* TASKS TO CARRY OUT *
(1) From the article on trusting the process, list every emotion it names as coming up to be tapped through.
(2) Retype the part of the article on trusting the process between "Trusting the process, whether" and "of their destination.", inclusive.

* PROVIDED TEXT *
---
Trusting the Process with EFT

One of the courses I teach for the Community College of Vermont, Prior Learning Assessment (PLA) has as its motto Trust the Process.  Many college courses, especially Science, Technology, Engineering, and Mathematics (STEM) courses, require very strong left-brain, critical thinking skills.  Theirs is the world of logic and clear measurement.  While PLA and many arts courses require these same critical thinking skills, they also develop right-brain functions such as reflection and intuition, open-ended, often ambiguous processes for which the reminder to “trust the process” is most helpful.

Trusting the process, whether in a course or in daily life, is one of the benchmarks of maturity.  When we are very young and enter the grey areas of experience, we often do so with a sense of dread and escalating frustration brought on by black and white thinking. As we mature and integrate the many lessons life persistently offers (whether we take advantage of this learning or not), trusting the process becomes a support to our equanimity.  Life requires we participate in our own and our culture’s evolution, and we soon learn that in order to do so successfully, we have to enter many dark tunnels without any assurance of their destination.

The habit of trusting the process allows us to move through the darkest tunnels – confusing, ambiguous, and even negative experiences – with an inner dialogue to support our ability to experience uncertainty without unraveling to the point of collapsing into addictive behaviours or retreating from a situation by withdrawing.  I find that reframing these challenging times as long walks on which I must turn corners without knowing the landscape I will encounter helps me to extinguish my self-imposed demand for certainty.  Sometimes a new landscape will throw me off balance, but with EFT my distress is short lived and my journey continues.

My most treasured book on this subject is Pema Chodron’s The Wisdom of Uncertainty.  Her wise counsel suggests that when things may not be going as we plan or expect, the lack of certainty – a non-negotiable condition of human experience – gives us the opportunity to develop trust in Life itself.  Solid companies we believe we will work for until retirement age move south, unemployment rates soar, and we are thrown into the anxiety of how to pay our bills.  By tapping through the emotions that come up – fear, rage, injury, and despair among them – we soothe the flight, fight, freeze (FFF) process activated by serious stress and find that we can return to centre and look clearly at the options before us.  The FFF response is great when we need physical power in a situation; however, blood in the service of physically fighting, escaping, or giving up during work or relationship stress ensures we will either make poor decisions or none at all.  Blood in the forebrain, something tapping supports during the types of stress our modern lives bring, increases our opportunities for good decision making.
---
* DATASET *
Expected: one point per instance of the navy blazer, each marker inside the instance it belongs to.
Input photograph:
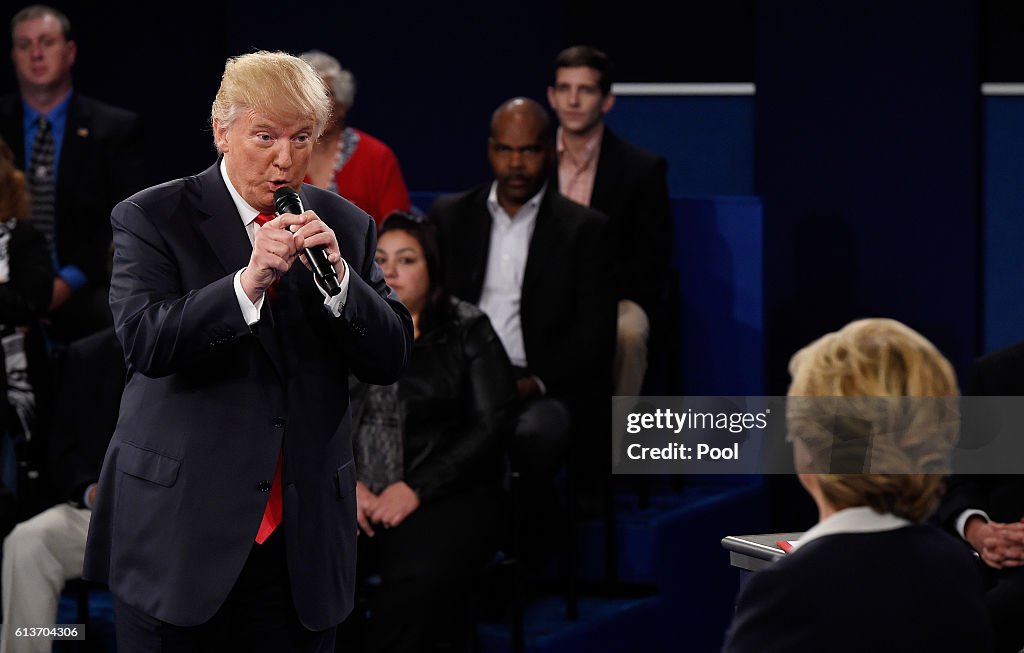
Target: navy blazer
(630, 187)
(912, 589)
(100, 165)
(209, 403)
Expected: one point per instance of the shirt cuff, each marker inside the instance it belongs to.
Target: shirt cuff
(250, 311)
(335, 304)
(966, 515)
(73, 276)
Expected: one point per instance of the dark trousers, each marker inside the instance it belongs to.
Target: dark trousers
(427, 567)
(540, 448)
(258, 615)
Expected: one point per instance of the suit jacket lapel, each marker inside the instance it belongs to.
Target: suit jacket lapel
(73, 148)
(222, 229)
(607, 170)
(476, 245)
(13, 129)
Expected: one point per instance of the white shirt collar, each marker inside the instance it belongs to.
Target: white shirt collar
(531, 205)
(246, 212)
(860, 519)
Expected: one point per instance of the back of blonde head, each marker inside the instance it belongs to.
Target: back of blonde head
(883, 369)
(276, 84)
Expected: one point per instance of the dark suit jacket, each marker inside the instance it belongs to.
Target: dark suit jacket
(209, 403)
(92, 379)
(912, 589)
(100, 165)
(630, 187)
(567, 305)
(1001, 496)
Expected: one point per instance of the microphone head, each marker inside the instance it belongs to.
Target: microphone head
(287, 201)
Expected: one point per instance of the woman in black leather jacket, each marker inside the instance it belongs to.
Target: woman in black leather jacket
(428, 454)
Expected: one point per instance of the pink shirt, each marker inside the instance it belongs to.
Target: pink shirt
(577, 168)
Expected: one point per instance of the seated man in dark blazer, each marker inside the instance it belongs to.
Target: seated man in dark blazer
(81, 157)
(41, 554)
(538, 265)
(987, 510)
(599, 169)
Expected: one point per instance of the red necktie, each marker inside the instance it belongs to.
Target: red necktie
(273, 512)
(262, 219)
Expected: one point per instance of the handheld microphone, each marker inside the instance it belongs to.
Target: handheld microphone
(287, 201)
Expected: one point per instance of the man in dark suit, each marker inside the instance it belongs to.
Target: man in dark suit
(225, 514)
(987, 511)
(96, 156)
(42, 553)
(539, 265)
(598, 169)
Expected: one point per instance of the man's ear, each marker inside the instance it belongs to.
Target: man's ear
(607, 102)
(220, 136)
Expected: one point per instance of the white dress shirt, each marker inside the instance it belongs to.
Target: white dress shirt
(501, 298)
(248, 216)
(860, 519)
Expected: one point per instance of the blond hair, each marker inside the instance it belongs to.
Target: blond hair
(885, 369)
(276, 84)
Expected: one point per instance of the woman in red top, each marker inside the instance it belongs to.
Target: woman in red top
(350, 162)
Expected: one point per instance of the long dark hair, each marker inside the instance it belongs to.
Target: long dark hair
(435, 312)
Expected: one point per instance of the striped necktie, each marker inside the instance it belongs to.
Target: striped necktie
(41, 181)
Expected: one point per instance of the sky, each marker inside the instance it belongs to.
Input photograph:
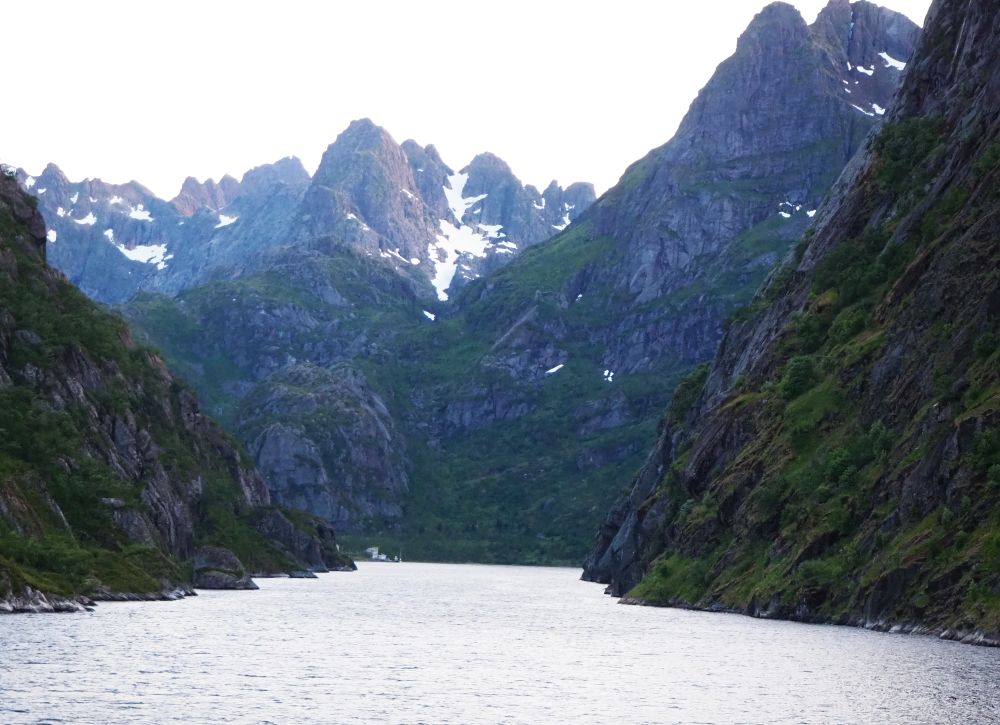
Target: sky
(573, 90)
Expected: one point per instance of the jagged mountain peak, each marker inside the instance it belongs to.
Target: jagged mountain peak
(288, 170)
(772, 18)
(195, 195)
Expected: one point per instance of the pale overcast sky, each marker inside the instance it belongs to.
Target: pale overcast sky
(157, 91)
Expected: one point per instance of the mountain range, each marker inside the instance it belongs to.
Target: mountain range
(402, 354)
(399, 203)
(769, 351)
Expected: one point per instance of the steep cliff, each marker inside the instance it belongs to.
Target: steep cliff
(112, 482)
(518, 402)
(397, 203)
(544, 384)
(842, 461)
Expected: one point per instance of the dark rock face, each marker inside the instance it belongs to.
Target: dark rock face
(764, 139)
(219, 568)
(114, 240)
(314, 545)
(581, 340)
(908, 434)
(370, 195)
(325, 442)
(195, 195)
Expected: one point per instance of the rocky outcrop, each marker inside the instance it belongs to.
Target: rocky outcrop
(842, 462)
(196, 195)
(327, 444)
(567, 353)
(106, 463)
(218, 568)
---
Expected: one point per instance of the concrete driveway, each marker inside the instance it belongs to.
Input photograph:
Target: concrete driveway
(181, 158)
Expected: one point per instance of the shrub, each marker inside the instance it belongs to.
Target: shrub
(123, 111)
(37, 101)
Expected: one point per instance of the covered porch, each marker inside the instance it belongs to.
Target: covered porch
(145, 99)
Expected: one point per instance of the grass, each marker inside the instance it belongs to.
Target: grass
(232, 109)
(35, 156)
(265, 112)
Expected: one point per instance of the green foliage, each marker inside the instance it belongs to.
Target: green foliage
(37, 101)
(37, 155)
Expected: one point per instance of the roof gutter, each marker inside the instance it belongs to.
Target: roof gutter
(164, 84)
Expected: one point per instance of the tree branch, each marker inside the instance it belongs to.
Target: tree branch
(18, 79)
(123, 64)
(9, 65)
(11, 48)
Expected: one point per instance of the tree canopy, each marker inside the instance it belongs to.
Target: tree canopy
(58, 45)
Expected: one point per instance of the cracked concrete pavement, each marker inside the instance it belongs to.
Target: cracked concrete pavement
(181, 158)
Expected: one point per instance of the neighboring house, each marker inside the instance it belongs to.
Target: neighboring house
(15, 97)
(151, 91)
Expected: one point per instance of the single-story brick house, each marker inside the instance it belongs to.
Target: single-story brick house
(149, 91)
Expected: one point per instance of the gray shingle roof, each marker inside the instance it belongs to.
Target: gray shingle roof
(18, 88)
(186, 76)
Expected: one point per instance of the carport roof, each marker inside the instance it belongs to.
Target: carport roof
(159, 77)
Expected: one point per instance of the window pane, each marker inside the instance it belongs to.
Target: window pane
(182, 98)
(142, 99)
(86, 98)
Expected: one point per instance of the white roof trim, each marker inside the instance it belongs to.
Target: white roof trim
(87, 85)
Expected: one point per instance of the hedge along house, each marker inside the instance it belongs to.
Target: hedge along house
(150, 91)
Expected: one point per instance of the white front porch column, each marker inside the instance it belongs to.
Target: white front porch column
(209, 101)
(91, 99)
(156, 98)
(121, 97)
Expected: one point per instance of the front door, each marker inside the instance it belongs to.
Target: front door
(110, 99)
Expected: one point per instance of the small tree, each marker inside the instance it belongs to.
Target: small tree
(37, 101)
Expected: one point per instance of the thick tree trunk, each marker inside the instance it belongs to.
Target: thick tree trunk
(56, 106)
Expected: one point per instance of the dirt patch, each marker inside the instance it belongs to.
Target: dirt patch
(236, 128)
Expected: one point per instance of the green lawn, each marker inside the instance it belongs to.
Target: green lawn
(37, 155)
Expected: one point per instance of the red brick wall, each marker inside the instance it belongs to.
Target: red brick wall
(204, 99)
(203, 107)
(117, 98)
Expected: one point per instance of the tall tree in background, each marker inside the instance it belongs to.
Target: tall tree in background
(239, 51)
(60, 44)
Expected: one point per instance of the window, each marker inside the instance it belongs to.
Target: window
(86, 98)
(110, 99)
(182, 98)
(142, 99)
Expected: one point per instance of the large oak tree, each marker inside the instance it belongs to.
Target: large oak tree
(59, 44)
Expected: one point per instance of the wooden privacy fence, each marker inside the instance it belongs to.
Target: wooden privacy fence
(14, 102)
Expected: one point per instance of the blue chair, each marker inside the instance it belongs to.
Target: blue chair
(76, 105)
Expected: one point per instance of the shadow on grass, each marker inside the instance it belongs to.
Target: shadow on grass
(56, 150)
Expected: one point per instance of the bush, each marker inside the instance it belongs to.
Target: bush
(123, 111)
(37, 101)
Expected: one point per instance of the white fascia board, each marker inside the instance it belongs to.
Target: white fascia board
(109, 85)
---
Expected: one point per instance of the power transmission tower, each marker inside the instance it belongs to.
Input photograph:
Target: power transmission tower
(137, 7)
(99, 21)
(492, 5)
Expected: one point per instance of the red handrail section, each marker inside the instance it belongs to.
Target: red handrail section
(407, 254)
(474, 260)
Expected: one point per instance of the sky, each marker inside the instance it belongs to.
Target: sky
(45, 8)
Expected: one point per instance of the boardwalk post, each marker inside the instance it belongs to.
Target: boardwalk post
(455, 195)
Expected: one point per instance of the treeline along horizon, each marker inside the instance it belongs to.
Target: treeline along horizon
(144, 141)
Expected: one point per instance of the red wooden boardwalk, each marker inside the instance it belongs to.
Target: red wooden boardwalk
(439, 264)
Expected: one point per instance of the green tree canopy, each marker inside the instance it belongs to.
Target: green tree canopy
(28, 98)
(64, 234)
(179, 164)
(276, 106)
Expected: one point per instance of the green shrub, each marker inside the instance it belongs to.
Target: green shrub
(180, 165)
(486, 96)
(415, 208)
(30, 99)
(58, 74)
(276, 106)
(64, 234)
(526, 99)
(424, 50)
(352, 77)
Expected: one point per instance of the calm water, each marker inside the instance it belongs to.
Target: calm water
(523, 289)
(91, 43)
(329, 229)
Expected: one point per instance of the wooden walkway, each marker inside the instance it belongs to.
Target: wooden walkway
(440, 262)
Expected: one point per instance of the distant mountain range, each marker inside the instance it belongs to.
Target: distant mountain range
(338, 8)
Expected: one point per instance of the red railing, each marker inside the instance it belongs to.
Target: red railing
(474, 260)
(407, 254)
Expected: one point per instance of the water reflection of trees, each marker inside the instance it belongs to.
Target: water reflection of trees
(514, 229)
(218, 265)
---
* RESULTS OF THE TASKS *
(1) fear, rage, injury, despair

(2)
Trusting the process, whether in a course or in daily life, is one of the benchmarks of maturity.  When we are very young and enter the grey areas of experience, we often do so with a sense of dread and escalating frustration brought on by black and white thinking. As we mature and integrate the many lessons life persistently offers (whether we take advantage of this learning or not), trusting the process becomes a support to our equanimity.  Life requires we participate in our own and our culture’s evolution, and we soon learn that in order to do so successfully, we have to enter many dark tunnels without any assurance of their destination.